**PAGE EXCERPT:**
****
This study aims to find cerebral blood flow (CBF) deficits in Parkinson’s disease dementia (PDD). ASL-MRI was utilized to obtain CBF values in PD patients with different stages of cognitive decline at 3T. The CBF values were compared using a whole brain voxel-based analysis. The findings of this study revealed that the PDD group had significant CBF reductions in posterior cerebral areas, mostly in visual cortices, but also in medial parietal areas, and cortical and thalamic components of dorsolateral prefrontal fronto-striatal circuit as compared to both PD group with mild cognitive impairment (PD-MCI) and the cognitively normal PD group (PD-CN).

Introduction

Parkinson’s disease (PD) is the second most common neurodegenerative disorder characterized by motor and non-motor deficits (1, 2). Cognitive impairment may be an early manifestation during the disease course, which may progressively worsen to dementia (3). “Mild cognitive impairment” (MCI) is considered as the pre-dementia stage of brain disorders with cognitive impairment (4). Recently formal clinical diagnostic criteria for both MCI (5) and dementia (6) specific to PD were established. Evidence from PD-MCI studies suggest that there may be two subtypes; a more benign, relatively non-progressive subtype, secondary to dopaminergic deafferentation of complex fronto-striatal circuits (7), which is reflected by dysexecutive cognitive findings, and a more malign, progressive subtype with the direct involvement of posterior cortical areas including the visual network and medial parietal components of the episodic memory network, which is reflected with visuospatial, language and memory impairments (8). There is still a need to noninvasively define biomarkers that could predict the status and progression of cognitive impairment in PD. The aim of this study is to determine cerebral blood flow (CBF) deficits in PD at different stages of cognitive decline, including mild cognitive impairment (MCI) and dementia using ASL-MRI.

Methods

17 cognitively normal PD (PD-CN), 18 PD with mild cognitive impairment (PD-MCI) and 16 PD with dementia (PDD) patients were included in this study after obtaining their informed consent. Local ethics committee approved our study protocol. The diagnoses were made based on a comprehensive neuropsychological test battery. MDS Task Force Guidelines for the diagnoses of PD dementia and PD MCI were used. PD patients with multiple cognitive deficits and functional impairment were identified as PDD, and those with no functional impairment but having an Addenbrooke’s Cognitive Examination-Revised (ACE-R) score < 83, were identified as PD-MCI by expert behavioral neurologists. The remaining PD patients were labeled as PD-CN. The participants were scanned on a 3 T Philips MRI scanner with a 32-channel head coil. ASL-MR images were acquired from six slices using eight different inversion times (TIs) and with 30 averages. CBF maps were calculated using an in-house program written in MATLAB R2018a (MathWorks Inc., Natick, MA). The CBF maps, which were co-registered to T1-weighted MRI, were registered to MNI152 brain atlas using FMRIB Software Library (FSL). Whole-brain voxel-based CBF comparison between patient groups was performed using statistical parametric mapping (SPM) 12 software, and age was used as a covariate. The level of statistical significance was set to uncorrected cluster forming threshold of P < 0.005 and cluster level family-wise error (FWE) correction threshold of P < 0.05, with a minimum cluster size of 50 voxels.
****
**PROVIDED DATA:**
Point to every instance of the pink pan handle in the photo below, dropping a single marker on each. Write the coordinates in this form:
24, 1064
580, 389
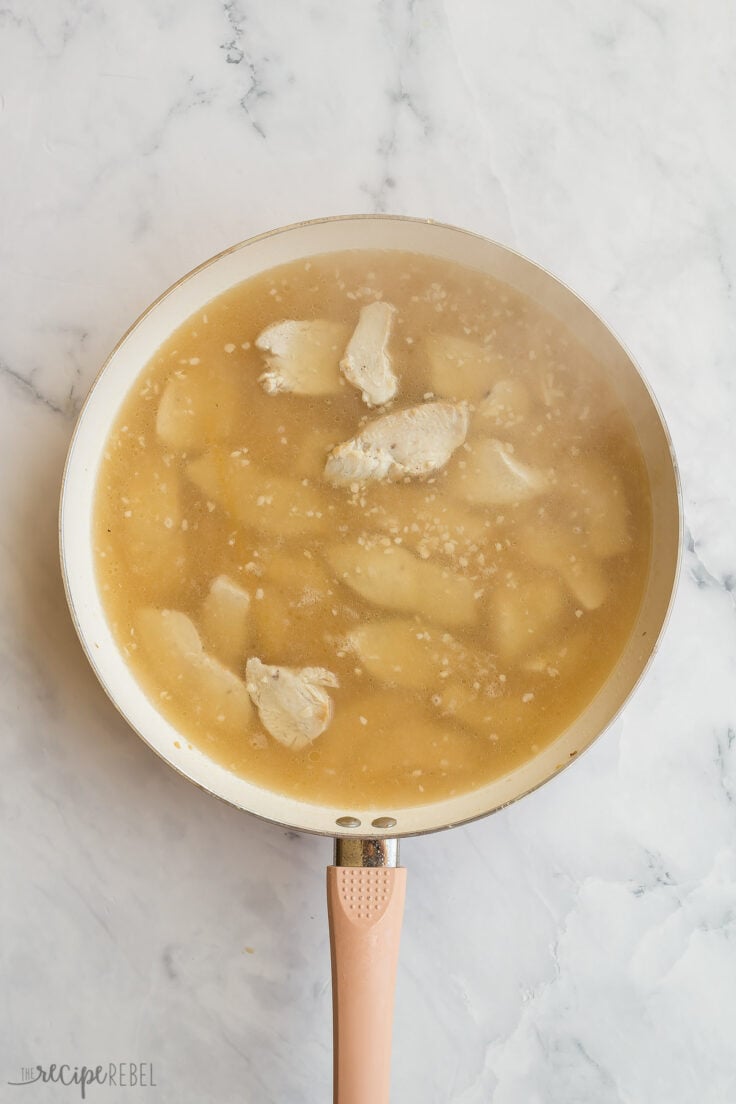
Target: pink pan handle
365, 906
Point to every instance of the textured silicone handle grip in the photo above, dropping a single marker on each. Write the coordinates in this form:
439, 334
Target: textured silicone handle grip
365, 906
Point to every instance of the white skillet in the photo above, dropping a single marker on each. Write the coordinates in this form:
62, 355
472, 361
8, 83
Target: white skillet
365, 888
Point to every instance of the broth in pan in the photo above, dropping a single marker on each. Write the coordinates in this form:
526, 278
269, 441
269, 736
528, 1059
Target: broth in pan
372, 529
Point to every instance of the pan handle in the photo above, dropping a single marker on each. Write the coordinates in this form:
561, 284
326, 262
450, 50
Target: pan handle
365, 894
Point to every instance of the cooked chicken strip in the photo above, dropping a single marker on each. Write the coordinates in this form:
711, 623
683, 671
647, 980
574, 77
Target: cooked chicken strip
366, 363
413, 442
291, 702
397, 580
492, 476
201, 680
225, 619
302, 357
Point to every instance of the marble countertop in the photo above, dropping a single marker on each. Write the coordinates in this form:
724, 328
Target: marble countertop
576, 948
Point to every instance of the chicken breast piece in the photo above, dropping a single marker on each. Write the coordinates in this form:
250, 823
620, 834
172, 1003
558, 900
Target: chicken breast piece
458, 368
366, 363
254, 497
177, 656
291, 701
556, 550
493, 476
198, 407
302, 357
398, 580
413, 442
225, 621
****
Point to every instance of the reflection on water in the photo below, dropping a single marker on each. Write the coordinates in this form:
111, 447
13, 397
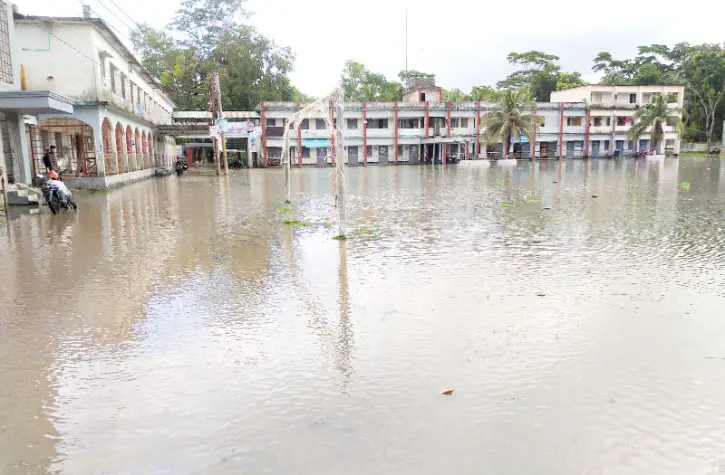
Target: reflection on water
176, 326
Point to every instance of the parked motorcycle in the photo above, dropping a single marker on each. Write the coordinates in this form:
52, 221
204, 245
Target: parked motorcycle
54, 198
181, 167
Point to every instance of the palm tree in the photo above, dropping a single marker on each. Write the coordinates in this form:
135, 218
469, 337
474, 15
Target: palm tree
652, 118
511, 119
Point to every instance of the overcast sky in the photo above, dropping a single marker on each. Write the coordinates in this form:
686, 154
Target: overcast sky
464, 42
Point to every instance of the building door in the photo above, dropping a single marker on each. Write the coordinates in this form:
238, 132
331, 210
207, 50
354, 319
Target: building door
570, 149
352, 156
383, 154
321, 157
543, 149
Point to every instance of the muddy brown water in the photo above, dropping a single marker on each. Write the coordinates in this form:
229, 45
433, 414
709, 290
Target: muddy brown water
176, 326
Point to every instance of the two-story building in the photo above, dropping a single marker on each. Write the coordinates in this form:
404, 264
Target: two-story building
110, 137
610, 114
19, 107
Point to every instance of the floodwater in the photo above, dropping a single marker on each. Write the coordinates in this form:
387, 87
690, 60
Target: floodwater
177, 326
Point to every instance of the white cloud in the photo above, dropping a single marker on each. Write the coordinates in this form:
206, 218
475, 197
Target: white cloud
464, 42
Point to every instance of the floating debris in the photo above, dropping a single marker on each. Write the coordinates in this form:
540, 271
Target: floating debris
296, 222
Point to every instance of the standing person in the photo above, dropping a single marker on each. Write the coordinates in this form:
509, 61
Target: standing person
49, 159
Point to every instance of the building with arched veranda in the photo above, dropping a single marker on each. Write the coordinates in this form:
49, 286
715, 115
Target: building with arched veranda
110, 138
****
**USING THE INFORMATION:**
#1 Reproduce the passage from the Parkinson's disease study excerpt between "This study aims" and "PD group (PD-CN).", inclusive.
#2 Translate this sentence from the Parkinson's disease study excerpt into Spanish: "The diagnoses were made based on a comprehensive neuropsychological test battery."
#3 Summarize the Parkinson's disease study excerpt in three sentences.

**SOLUTION LIST:**
#1
This study aims to find cerebral blood flow (CBF) deficits in Parkinson’s disease dementia (PDD). ASL-MRI was utilized to obtain CBF values in PD patients with different stages of cognitive decline at 3T. The CBF values were compared using a whole brain voxel-based analysis. The findings of this study revealed that the PDD group had significant CBF reductions in posterior cerebral areas, mostly in visual cortices, but also in medial parietal areas, and cortical and thalamic components of dorsolateral prefrontal fronto-striatal circuit as compared to both PD group with mild cognitive impairment (PD-MCI) and the cognitively normal PD group (PD-CN).

#2 Los diagnósticos se realizaron con base en una batería integral de pruebas neuropsicológicas.

#3 The study used ASL-MRI at 3T to measure cerebral blood flow in 17 cognitively normal Parkinson's disease patients, 18 with mild cognitive impairment, and 16 with dementia. The groups were compared with a whole-brain voxel-based analysis, using age as a covariate. Compared with both other groups, the dementia group had significant blood flow reductions in posterior cerebral areas (mostly visual cortices), in medial parietal areas, and in cortical and thalamic components of the dorsolateral prefrontal fronto-striatal circuit.